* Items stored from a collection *
______________________________

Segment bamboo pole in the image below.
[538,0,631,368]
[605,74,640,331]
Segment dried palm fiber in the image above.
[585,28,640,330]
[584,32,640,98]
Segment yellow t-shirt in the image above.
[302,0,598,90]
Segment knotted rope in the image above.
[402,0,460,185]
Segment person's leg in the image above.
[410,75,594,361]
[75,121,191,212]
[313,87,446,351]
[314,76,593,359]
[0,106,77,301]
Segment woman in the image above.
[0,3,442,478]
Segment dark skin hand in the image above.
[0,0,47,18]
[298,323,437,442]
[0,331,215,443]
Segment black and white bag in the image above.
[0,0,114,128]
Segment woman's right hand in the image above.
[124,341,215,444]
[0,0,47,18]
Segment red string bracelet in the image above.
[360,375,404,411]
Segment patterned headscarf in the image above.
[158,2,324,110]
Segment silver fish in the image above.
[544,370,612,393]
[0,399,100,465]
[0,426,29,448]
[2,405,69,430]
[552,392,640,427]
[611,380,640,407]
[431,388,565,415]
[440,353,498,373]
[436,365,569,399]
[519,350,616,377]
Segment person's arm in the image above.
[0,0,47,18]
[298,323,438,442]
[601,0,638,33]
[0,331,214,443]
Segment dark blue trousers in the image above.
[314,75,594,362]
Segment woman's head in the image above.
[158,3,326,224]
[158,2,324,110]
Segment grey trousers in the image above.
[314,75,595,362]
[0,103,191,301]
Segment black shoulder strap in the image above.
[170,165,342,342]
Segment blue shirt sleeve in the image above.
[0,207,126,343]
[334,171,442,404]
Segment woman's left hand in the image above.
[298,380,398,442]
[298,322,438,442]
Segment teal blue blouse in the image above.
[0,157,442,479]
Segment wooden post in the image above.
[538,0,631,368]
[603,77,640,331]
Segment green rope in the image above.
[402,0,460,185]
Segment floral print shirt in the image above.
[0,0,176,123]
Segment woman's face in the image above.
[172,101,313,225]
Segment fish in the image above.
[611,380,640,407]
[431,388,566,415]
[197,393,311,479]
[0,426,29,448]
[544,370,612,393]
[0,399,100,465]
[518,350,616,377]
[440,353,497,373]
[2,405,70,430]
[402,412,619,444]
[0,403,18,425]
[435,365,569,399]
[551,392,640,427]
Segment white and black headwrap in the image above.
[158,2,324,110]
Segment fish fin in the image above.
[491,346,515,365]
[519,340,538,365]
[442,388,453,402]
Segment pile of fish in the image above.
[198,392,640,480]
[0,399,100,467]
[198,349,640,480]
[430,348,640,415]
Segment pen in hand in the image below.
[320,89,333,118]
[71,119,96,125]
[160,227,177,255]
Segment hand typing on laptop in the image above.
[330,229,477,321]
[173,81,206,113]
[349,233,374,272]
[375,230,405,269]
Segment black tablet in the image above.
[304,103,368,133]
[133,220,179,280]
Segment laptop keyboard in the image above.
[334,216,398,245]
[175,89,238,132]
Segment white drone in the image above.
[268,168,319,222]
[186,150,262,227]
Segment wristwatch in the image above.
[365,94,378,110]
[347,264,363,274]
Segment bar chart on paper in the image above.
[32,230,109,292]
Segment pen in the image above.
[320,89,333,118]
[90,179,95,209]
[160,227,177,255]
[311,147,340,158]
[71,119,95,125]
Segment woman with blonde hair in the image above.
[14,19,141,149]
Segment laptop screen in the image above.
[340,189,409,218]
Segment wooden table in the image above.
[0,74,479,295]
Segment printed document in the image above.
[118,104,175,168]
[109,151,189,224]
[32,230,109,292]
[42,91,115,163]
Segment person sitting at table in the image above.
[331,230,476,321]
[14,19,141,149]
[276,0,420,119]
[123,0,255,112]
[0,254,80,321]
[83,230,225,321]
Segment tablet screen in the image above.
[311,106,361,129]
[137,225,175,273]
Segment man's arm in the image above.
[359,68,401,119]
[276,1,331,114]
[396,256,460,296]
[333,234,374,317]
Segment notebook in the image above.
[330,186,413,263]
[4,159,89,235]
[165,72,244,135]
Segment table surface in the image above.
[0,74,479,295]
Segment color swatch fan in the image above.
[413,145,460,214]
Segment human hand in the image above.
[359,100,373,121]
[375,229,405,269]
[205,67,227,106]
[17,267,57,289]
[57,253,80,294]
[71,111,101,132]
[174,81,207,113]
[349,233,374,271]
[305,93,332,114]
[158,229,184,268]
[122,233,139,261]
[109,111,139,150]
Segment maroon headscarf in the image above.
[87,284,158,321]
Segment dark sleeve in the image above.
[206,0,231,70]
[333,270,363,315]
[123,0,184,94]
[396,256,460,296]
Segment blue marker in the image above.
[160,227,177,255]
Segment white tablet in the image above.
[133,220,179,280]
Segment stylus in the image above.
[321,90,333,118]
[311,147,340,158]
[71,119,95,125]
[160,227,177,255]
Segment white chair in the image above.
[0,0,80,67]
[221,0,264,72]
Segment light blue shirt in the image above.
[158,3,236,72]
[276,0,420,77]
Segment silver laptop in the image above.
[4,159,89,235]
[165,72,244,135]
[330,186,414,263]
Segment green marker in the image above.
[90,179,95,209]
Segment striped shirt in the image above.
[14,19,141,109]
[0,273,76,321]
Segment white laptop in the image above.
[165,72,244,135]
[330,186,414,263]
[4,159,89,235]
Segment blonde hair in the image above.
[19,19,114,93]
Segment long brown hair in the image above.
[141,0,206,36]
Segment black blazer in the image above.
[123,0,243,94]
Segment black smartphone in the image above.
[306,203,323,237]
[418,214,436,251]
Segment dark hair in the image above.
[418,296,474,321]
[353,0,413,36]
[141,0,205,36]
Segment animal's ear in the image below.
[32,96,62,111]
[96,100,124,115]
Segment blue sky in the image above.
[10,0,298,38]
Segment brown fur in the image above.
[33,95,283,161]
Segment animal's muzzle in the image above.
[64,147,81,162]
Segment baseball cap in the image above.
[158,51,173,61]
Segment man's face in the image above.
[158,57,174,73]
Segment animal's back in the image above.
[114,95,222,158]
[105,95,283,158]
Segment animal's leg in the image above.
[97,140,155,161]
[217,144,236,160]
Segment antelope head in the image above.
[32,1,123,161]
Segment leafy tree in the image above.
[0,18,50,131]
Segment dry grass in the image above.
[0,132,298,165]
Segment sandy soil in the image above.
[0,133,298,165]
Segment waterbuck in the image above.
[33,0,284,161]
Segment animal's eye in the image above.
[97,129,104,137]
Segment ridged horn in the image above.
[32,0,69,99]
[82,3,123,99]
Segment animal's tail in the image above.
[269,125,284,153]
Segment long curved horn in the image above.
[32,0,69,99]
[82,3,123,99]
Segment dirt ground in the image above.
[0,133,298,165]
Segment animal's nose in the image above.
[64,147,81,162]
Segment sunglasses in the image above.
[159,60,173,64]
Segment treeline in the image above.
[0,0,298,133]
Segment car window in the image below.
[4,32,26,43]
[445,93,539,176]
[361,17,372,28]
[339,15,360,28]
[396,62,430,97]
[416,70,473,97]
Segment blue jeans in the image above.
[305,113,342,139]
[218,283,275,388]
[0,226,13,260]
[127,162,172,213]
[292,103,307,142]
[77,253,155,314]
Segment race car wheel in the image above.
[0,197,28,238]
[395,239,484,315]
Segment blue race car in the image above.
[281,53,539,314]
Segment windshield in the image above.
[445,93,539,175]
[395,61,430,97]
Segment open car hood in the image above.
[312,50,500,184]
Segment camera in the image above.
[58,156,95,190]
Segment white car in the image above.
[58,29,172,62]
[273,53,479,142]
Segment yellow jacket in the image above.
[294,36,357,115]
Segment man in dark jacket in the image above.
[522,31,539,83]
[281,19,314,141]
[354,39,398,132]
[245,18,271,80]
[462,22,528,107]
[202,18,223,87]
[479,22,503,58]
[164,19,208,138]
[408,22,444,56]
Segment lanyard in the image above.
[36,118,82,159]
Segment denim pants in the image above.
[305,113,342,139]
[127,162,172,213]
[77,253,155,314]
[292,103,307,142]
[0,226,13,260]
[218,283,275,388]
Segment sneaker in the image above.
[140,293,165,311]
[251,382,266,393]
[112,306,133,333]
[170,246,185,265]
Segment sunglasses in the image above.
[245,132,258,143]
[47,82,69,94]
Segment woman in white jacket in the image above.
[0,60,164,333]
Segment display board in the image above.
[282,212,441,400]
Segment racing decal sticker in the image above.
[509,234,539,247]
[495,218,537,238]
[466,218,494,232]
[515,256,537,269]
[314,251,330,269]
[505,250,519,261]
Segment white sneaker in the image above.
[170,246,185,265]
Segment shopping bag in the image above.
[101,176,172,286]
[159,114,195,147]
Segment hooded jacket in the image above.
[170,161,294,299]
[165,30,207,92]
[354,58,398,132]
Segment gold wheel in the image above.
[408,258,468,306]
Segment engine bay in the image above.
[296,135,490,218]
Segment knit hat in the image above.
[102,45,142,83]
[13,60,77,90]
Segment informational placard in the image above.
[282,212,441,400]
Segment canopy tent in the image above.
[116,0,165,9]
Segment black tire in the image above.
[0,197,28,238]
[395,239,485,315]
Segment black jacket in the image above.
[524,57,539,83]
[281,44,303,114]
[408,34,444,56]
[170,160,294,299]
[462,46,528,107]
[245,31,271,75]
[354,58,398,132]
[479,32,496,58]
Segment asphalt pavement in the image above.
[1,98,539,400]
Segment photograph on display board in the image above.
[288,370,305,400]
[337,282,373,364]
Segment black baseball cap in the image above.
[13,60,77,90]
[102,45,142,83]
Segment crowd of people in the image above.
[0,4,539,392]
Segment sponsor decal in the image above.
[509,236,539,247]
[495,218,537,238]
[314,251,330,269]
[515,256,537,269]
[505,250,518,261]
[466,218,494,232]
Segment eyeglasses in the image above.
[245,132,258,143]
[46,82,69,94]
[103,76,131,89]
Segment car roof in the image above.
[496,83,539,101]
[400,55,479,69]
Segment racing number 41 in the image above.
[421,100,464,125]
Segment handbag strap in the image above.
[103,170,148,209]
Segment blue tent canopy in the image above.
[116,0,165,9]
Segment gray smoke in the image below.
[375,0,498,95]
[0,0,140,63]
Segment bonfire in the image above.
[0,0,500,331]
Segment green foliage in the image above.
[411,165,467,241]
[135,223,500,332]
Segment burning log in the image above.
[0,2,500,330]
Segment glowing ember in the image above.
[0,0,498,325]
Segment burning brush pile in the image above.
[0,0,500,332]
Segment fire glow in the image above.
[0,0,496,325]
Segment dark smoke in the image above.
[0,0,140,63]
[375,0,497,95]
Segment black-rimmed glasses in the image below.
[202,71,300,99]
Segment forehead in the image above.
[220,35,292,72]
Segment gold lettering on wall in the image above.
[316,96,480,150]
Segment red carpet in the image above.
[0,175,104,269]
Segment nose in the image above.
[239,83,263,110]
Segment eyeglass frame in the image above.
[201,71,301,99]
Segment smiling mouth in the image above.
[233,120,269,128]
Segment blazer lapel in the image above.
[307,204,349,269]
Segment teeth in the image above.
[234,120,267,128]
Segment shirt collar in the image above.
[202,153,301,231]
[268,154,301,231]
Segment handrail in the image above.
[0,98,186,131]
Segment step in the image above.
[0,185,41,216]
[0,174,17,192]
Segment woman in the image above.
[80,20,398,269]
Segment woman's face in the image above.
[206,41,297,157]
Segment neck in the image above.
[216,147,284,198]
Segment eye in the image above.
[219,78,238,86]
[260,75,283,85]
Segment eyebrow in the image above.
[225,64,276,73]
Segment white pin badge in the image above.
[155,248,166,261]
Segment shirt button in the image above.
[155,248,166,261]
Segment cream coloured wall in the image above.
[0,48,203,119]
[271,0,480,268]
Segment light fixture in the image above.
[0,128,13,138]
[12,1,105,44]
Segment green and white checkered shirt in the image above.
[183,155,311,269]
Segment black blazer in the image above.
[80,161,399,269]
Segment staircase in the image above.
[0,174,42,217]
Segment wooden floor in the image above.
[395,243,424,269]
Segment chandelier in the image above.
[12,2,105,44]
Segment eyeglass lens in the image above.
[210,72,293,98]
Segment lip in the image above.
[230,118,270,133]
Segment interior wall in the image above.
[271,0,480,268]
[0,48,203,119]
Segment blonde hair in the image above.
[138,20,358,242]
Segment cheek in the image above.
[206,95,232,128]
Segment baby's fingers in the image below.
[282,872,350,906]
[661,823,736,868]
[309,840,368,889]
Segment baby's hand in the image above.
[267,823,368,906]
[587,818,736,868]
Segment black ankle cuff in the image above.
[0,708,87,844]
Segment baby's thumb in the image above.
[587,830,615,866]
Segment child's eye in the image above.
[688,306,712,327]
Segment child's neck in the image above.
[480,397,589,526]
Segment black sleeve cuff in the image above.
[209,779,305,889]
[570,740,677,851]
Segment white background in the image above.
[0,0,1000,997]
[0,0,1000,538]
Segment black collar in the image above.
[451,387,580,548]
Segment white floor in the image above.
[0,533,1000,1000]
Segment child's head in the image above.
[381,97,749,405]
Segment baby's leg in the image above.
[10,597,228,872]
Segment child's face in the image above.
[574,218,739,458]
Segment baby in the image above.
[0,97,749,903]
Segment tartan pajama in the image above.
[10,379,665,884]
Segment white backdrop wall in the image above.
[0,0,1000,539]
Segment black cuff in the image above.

______________________________

* Description of the task *
Repeat the data above without any change, everything from the line containing "Segment glowing ember in the image above." down to the line containing "[233,120,269,128]", with both of those lines included.

* Worked answer *
Segment glowing ember in the image above.
[0,0,498,325]
Segment burning brush pile in the image above.
[0,0,500,332]
Segment fire glow in the image above.
[0,0,496,325]
Segment dark smoke in the image above.
[0,0,140,63]
[375,0,497,95]
Segment black-rimmed glasses in the image below.
[202,71,300,99]
Segment forehead in the image above.
[220,35,292,72]
Segment gold lettering on wall in the image above.
[316,96,480,150]
Segment red carpet in the image above.
[0,175,104,269]
Segment nose in the image above.
[239,83,263,110]
Segment eyeglass frame in the image above.
[201,71,301,99]
Segment smiling mouth in the image above.
[233,120,269,128]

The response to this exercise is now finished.